[Point localization data]
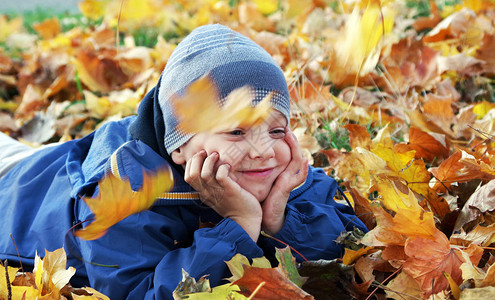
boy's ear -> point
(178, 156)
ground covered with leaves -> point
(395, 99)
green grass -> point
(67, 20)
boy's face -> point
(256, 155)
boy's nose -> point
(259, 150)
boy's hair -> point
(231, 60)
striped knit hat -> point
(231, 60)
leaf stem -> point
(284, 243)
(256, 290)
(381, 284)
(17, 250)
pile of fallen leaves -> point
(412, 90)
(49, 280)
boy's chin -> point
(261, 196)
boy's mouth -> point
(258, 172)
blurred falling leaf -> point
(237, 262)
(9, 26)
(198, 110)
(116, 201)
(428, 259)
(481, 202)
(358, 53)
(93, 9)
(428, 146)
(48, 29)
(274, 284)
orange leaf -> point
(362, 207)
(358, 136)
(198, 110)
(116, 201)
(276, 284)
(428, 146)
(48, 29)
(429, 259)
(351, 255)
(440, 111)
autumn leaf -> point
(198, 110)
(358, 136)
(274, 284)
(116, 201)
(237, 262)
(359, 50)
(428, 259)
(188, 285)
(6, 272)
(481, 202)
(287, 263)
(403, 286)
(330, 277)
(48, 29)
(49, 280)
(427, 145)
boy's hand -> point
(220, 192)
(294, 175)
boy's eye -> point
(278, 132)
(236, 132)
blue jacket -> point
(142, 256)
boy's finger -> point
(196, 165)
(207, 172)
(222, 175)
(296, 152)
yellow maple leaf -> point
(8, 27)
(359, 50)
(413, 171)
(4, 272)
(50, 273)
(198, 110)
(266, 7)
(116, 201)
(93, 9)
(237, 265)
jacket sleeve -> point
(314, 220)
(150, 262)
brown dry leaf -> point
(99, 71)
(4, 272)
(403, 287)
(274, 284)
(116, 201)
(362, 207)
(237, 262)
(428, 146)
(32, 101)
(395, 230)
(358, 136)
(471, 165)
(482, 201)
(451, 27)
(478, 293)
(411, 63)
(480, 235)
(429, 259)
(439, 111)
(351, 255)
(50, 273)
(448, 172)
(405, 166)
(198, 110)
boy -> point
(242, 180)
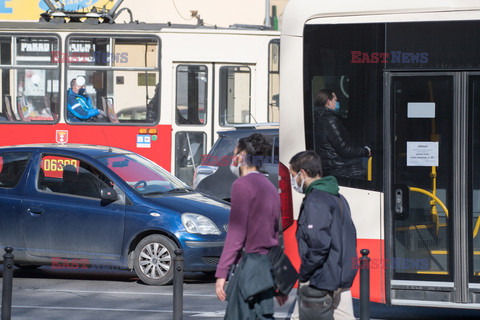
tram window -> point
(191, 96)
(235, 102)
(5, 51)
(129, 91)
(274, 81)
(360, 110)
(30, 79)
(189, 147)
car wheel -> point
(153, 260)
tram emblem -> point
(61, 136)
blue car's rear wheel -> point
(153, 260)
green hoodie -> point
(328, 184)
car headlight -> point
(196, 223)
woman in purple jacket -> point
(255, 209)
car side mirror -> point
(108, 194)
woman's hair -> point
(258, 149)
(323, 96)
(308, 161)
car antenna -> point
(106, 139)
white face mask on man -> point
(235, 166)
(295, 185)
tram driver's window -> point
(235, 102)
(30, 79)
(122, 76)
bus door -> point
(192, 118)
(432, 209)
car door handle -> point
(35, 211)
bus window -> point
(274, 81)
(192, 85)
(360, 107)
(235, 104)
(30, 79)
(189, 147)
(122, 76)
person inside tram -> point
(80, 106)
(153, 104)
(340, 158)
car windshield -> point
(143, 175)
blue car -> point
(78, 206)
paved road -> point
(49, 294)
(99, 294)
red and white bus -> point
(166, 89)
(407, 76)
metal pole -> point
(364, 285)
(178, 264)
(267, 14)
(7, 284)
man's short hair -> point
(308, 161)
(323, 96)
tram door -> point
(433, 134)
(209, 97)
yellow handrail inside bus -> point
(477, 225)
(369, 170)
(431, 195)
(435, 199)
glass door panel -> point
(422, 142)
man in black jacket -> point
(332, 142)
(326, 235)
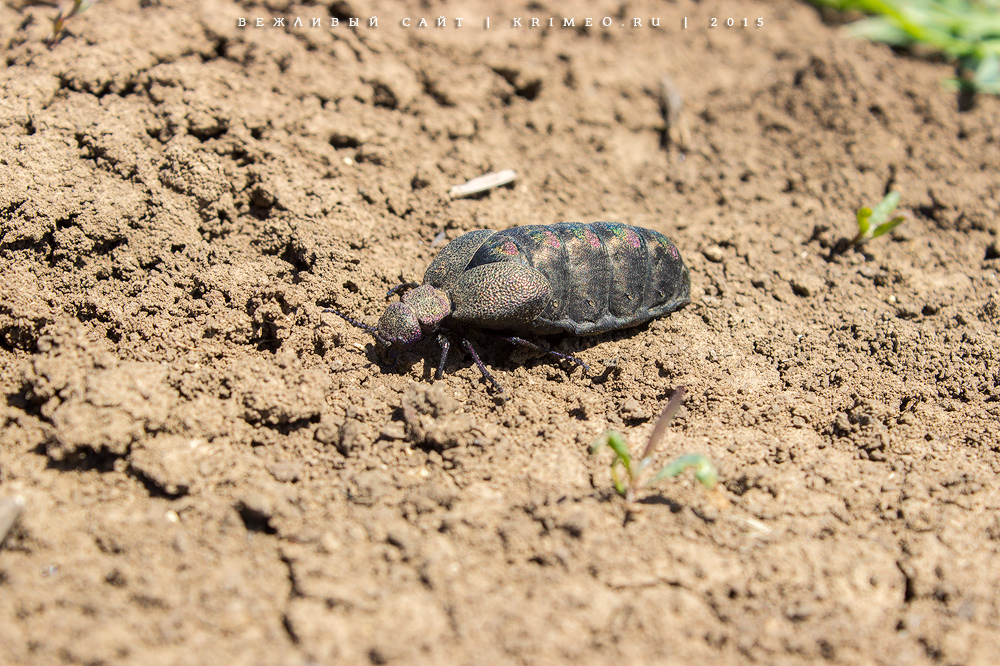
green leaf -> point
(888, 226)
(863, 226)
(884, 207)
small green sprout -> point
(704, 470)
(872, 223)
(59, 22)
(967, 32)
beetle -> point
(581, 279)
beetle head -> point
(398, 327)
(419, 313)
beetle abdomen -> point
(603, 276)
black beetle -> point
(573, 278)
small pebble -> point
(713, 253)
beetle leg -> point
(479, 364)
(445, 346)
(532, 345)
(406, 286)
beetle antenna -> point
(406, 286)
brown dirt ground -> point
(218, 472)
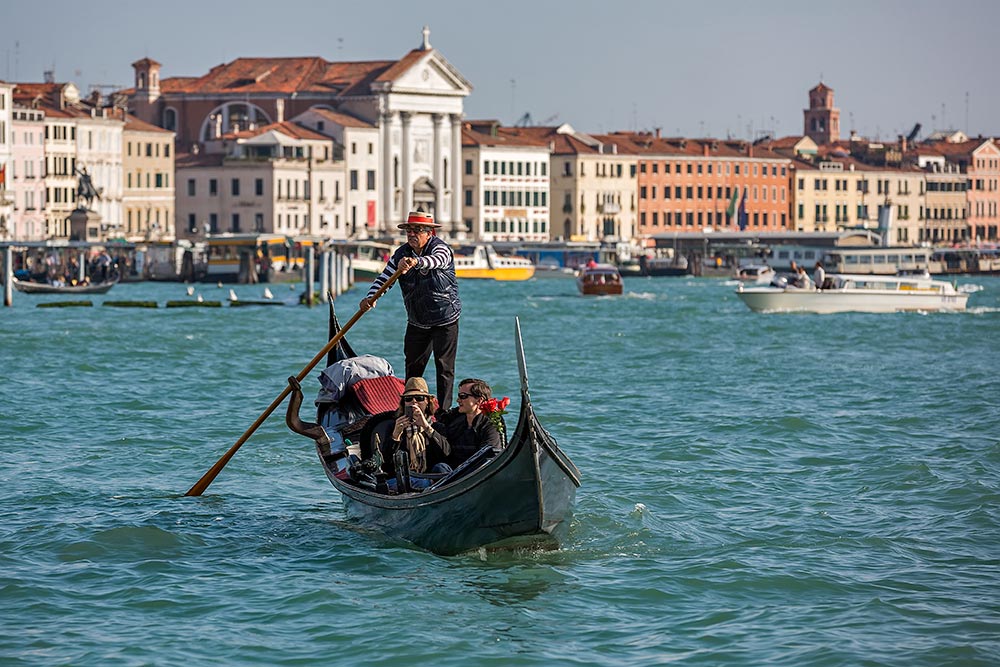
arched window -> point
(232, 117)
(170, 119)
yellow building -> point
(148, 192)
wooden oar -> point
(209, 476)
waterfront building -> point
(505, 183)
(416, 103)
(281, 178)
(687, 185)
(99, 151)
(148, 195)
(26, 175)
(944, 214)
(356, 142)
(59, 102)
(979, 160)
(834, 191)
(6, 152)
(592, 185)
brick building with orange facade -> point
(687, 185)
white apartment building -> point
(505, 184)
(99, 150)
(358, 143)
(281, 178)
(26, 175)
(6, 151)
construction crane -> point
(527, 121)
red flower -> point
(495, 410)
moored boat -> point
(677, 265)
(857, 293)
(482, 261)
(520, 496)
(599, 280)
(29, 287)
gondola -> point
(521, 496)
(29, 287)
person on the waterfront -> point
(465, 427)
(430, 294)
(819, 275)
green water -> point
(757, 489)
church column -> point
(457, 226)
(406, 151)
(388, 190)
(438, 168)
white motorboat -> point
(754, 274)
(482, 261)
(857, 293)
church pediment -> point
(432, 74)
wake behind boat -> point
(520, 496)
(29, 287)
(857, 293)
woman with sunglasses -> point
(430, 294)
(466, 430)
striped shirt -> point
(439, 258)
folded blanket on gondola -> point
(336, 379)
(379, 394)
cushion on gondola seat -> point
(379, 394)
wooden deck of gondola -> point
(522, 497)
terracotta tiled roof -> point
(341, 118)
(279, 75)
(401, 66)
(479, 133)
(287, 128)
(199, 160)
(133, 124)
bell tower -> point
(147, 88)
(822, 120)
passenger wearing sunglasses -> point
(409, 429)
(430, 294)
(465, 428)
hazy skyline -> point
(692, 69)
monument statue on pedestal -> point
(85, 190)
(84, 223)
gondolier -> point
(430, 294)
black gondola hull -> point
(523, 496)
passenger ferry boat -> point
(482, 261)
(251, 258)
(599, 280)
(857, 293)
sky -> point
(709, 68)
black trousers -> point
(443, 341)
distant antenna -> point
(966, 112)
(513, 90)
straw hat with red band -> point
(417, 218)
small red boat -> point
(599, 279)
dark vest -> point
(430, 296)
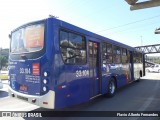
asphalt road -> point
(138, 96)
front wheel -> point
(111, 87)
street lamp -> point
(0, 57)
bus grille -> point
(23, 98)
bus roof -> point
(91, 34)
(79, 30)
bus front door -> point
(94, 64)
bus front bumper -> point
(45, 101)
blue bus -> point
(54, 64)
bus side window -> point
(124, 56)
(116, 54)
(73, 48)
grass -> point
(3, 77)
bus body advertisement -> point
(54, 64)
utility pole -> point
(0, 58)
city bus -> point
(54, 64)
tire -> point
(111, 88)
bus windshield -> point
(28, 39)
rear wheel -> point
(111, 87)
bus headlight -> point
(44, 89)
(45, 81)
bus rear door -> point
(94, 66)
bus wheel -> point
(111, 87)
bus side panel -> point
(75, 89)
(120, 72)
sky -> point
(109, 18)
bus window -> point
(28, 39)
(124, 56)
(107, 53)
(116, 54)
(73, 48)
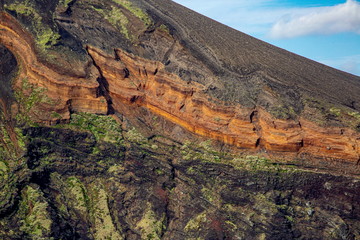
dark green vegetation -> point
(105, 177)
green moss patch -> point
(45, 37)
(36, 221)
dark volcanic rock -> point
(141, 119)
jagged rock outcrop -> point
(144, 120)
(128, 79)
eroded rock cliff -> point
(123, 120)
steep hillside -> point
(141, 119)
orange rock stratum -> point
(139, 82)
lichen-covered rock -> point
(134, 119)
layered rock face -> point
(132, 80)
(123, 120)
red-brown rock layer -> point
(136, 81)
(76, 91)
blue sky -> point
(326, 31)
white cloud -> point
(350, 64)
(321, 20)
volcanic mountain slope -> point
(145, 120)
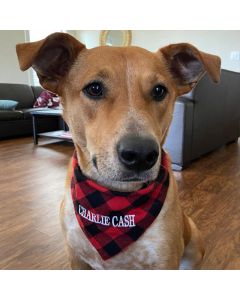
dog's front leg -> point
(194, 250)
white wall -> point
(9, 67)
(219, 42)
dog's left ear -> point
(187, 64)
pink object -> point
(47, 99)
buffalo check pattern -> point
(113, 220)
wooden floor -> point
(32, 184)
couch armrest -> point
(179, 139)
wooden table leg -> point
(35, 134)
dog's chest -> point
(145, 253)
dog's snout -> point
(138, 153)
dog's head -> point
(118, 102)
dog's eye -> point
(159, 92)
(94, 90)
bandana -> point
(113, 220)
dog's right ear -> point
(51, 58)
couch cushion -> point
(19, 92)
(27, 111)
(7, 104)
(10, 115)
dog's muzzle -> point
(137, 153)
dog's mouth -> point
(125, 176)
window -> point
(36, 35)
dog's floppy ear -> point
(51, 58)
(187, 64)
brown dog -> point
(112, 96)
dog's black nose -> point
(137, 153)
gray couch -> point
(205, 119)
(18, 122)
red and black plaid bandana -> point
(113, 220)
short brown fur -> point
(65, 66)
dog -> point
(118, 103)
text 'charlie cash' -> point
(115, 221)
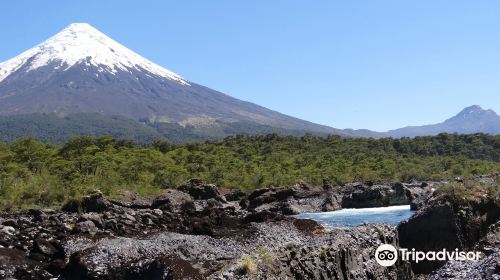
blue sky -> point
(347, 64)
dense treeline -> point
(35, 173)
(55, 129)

> [What this task involves] Give again exactly the lines from the one holding "dog's black nose -> point" to the final line of the records, both ends included; any pictures stay out.

> [Answer area]
dog's black nose -> point
(137, 153)
gray couch -> point
(205, 119)
(18, 122)
red and black plaid bandana -> point
(113, 220)
short brown fur -> point
(65, 66)
dog -> point
(118, 103)
text 'charlie cash' -> point
(115, 221)
blue sky -> point
(347, 64)
dense treeline -> point
(35, 173)
(55, 129)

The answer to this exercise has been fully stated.